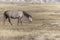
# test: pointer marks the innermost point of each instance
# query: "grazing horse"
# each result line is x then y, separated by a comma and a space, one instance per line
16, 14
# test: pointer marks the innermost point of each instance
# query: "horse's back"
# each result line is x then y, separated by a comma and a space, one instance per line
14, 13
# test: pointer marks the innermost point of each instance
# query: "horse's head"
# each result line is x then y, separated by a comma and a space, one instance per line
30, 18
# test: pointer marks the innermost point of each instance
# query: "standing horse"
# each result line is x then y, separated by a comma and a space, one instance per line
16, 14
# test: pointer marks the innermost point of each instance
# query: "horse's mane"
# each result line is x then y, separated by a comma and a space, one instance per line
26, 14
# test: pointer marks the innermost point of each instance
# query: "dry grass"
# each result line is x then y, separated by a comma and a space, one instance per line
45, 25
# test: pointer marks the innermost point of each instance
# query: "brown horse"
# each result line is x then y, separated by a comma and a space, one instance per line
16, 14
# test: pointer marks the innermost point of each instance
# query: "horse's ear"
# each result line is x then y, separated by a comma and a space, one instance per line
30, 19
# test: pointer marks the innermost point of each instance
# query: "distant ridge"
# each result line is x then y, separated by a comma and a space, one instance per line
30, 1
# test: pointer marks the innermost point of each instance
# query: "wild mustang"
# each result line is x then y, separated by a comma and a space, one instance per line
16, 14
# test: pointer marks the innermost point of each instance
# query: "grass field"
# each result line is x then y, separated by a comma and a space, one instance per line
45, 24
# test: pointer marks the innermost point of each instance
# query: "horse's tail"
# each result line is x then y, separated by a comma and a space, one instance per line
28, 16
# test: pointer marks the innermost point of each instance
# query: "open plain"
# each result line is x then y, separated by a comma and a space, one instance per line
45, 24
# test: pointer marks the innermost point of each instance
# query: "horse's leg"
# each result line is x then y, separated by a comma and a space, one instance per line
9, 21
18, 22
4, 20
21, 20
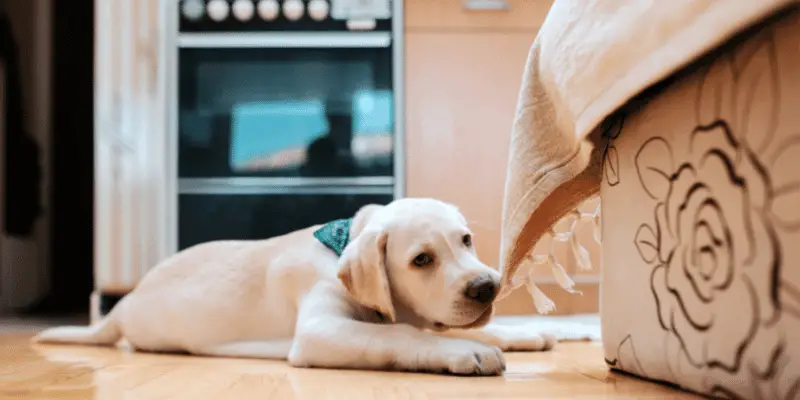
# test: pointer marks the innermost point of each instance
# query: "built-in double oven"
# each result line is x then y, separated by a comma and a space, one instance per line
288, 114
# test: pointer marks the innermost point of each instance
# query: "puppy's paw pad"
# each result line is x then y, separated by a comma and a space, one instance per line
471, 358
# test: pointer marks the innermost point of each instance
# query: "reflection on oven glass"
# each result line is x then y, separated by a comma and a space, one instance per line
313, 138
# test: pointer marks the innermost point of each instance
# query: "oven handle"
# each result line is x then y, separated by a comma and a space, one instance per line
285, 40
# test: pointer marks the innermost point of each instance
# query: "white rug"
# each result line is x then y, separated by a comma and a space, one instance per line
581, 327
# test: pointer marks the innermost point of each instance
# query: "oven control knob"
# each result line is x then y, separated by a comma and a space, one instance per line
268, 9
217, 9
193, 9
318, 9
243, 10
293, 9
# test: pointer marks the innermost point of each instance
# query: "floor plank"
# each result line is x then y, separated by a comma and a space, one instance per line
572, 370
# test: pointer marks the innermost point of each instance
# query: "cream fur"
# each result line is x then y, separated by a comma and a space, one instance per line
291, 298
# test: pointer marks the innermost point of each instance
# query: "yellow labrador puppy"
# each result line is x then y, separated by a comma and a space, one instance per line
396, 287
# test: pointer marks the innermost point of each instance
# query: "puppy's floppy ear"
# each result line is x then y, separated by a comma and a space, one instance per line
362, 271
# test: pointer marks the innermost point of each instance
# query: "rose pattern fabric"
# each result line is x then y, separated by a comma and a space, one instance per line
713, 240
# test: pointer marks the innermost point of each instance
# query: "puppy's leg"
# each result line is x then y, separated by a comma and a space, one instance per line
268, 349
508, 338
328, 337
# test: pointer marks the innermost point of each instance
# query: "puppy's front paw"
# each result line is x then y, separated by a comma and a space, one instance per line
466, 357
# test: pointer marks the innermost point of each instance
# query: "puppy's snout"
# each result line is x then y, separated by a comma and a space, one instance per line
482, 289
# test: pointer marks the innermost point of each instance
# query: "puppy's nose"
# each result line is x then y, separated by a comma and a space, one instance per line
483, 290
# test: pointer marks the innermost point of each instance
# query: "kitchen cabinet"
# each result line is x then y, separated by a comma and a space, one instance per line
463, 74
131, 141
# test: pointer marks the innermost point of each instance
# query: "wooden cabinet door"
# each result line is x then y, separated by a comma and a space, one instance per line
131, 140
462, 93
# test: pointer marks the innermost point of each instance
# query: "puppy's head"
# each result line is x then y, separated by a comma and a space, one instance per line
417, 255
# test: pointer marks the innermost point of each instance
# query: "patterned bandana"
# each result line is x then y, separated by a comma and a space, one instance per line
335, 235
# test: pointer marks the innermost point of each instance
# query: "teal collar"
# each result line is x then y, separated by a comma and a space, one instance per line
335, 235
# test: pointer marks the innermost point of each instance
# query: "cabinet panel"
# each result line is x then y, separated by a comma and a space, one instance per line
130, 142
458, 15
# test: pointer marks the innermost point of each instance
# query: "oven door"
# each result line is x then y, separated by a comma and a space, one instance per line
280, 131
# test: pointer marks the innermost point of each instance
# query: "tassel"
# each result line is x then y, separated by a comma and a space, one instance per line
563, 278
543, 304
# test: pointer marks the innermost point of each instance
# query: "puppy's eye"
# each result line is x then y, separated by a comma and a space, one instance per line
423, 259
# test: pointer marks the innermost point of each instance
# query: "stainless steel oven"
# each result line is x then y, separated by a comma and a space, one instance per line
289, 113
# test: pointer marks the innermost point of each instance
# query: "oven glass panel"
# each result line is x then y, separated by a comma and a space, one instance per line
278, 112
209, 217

..........

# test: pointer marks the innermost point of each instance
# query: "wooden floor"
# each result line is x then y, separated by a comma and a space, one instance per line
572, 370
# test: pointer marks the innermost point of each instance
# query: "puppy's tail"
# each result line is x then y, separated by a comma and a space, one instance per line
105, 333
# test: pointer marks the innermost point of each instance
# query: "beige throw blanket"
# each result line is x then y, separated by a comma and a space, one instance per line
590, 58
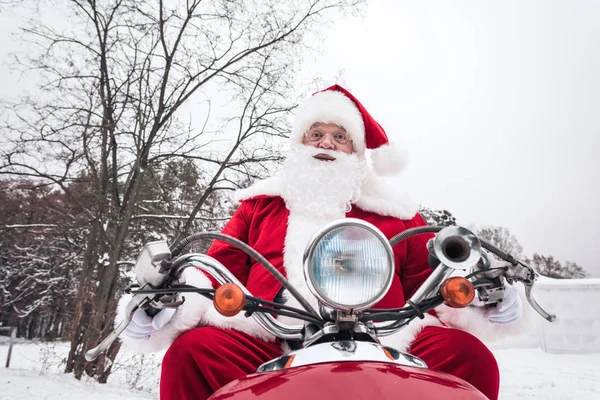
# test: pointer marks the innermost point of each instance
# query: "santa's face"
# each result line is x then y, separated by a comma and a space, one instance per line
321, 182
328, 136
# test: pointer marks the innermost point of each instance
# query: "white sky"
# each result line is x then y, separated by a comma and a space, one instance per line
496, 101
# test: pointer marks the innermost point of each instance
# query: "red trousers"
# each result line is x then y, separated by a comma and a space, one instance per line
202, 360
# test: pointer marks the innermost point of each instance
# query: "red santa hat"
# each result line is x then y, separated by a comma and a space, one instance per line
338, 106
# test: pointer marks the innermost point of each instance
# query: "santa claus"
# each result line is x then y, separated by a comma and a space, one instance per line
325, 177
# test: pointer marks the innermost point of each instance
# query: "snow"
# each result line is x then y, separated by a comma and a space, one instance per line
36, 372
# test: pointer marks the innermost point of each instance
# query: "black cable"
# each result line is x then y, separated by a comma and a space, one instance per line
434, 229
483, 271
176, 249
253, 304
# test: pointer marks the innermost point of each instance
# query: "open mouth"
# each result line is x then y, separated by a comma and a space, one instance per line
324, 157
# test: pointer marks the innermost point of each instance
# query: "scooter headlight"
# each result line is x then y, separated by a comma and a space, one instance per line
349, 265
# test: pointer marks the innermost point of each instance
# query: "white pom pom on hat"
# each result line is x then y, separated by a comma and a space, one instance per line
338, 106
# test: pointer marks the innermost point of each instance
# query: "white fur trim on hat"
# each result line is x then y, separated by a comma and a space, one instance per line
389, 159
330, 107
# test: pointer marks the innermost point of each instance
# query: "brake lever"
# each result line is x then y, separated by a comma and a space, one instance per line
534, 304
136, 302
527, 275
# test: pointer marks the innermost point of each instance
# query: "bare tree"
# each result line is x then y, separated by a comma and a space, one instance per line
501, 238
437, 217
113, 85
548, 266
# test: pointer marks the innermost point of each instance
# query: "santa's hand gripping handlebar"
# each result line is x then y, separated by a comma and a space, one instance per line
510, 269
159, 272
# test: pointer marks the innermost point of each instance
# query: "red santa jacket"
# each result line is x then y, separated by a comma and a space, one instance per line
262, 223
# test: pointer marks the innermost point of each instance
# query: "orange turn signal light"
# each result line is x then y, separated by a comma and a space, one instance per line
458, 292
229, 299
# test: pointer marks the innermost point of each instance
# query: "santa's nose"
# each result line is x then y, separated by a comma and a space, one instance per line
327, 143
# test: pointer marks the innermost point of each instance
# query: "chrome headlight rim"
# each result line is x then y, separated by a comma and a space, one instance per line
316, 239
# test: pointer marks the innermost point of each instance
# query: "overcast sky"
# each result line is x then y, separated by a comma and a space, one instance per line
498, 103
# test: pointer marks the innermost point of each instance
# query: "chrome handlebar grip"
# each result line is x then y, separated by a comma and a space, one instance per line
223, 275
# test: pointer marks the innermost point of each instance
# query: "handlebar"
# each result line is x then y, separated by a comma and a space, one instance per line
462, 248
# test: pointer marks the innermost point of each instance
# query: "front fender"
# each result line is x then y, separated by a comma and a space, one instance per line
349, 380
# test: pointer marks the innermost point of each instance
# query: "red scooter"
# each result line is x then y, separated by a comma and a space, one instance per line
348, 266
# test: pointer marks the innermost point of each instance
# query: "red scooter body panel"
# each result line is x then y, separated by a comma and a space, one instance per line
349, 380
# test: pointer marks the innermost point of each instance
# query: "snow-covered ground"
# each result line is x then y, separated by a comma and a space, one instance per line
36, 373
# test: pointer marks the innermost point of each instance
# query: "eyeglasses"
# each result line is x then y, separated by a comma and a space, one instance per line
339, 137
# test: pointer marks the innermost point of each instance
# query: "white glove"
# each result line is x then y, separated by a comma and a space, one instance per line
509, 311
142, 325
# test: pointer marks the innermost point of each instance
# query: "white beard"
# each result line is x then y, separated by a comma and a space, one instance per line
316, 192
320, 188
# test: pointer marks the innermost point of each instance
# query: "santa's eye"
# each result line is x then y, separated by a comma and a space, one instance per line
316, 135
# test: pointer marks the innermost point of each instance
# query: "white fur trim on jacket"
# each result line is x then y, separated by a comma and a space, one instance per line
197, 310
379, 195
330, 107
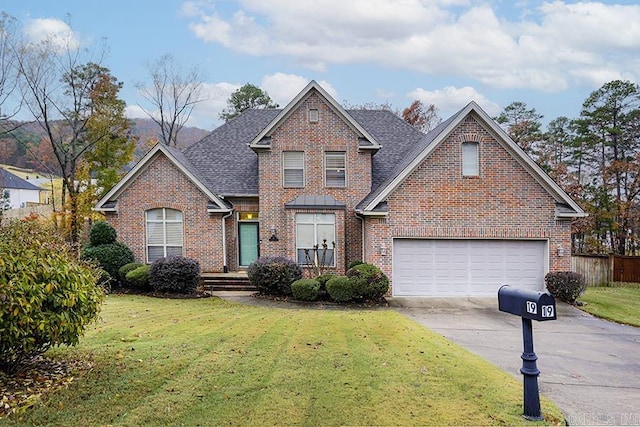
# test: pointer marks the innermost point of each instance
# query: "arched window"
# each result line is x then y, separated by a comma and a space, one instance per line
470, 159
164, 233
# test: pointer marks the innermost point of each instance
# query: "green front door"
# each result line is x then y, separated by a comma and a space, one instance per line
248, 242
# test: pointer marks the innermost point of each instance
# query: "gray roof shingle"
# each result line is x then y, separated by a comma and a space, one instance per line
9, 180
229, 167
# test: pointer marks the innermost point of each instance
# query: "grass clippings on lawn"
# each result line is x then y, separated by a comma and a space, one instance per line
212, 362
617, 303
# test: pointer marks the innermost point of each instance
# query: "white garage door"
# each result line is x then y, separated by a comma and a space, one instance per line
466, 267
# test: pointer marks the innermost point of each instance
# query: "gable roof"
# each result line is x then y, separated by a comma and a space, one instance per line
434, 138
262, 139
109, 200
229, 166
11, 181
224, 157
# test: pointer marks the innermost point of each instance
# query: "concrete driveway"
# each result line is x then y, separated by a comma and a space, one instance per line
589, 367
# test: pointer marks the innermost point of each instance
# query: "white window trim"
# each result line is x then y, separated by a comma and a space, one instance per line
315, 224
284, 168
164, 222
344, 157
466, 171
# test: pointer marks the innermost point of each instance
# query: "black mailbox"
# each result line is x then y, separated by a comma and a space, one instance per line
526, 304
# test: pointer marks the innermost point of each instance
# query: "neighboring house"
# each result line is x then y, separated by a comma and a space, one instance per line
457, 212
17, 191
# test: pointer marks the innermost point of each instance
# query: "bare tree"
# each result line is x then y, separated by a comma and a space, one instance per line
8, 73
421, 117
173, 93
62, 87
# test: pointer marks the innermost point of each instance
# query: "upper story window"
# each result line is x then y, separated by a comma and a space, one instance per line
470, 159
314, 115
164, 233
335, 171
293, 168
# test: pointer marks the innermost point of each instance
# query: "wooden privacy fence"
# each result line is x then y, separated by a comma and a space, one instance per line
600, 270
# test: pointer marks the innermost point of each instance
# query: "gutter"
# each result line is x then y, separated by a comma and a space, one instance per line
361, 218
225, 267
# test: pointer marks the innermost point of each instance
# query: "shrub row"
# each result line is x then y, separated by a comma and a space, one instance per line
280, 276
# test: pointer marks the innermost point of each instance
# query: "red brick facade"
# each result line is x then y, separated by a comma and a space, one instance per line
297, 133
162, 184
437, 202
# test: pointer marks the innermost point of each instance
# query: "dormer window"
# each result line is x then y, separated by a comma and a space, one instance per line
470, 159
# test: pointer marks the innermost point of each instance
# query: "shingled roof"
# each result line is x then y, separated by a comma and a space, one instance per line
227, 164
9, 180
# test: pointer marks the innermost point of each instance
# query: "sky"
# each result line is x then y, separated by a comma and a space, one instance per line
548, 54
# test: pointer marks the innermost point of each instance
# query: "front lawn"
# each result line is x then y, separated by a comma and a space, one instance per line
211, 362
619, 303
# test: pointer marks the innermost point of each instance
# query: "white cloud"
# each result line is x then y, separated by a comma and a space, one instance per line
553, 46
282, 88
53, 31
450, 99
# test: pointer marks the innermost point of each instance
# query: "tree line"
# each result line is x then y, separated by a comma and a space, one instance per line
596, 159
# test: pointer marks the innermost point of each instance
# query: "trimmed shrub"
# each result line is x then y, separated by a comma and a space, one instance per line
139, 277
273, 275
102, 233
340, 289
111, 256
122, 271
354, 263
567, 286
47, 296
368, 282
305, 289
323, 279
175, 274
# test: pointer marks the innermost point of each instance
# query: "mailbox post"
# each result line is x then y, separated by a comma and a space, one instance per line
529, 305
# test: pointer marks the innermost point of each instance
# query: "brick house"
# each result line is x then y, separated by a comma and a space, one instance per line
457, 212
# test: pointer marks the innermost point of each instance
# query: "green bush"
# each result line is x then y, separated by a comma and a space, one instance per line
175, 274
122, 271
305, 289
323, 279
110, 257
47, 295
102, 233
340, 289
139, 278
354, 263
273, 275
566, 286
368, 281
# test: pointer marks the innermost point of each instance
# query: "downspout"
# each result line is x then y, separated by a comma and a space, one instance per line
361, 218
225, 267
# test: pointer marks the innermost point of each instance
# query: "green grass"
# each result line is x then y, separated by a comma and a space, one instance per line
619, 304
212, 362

..........

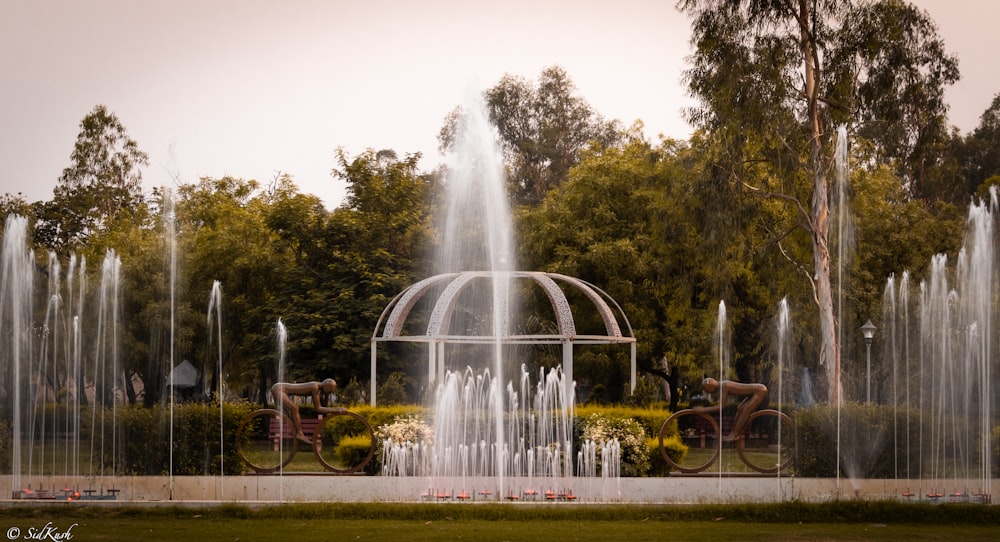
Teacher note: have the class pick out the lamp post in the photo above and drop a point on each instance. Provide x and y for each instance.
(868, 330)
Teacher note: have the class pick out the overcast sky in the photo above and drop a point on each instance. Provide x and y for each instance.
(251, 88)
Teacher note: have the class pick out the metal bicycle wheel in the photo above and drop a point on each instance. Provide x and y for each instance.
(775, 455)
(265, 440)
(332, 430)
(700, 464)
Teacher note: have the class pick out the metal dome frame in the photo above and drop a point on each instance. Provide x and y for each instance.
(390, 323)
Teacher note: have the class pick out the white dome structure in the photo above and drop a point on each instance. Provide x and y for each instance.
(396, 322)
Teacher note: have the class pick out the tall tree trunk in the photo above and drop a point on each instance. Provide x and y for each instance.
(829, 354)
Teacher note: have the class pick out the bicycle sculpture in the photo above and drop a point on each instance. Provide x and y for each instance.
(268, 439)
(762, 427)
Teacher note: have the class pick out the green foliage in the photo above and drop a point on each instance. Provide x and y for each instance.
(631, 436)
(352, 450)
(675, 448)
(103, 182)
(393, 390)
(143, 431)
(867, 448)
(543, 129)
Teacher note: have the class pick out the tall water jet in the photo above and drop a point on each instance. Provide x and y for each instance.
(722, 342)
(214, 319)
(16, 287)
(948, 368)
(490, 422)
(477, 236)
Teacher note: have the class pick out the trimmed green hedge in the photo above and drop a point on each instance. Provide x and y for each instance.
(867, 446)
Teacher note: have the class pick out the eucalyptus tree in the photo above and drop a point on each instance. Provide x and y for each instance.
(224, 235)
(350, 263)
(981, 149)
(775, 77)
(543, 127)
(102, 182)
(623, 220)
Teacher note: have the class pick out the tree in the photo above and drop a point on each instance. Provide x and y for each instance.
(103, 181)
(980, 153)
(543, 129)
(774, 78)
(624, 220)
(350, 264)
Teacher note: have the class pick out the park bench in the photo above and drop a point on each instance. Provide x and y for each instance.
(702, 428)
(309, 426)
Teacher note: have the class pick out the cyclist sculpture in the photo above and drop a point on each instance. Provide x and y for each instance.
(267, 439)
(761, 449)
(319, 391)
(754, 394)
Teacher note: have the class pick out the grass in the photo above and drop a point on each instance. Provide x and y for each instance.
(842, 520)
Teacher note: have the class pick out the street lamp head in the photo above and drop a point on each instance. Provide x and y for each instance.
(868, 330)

..........

▶ **Task**:
Which lines in the rows above contain the string "mailbox" with matching case? Return each of those lines in full.

▶ **Complete answer**:
# query: "black mailbox"
# query: "mailbox post"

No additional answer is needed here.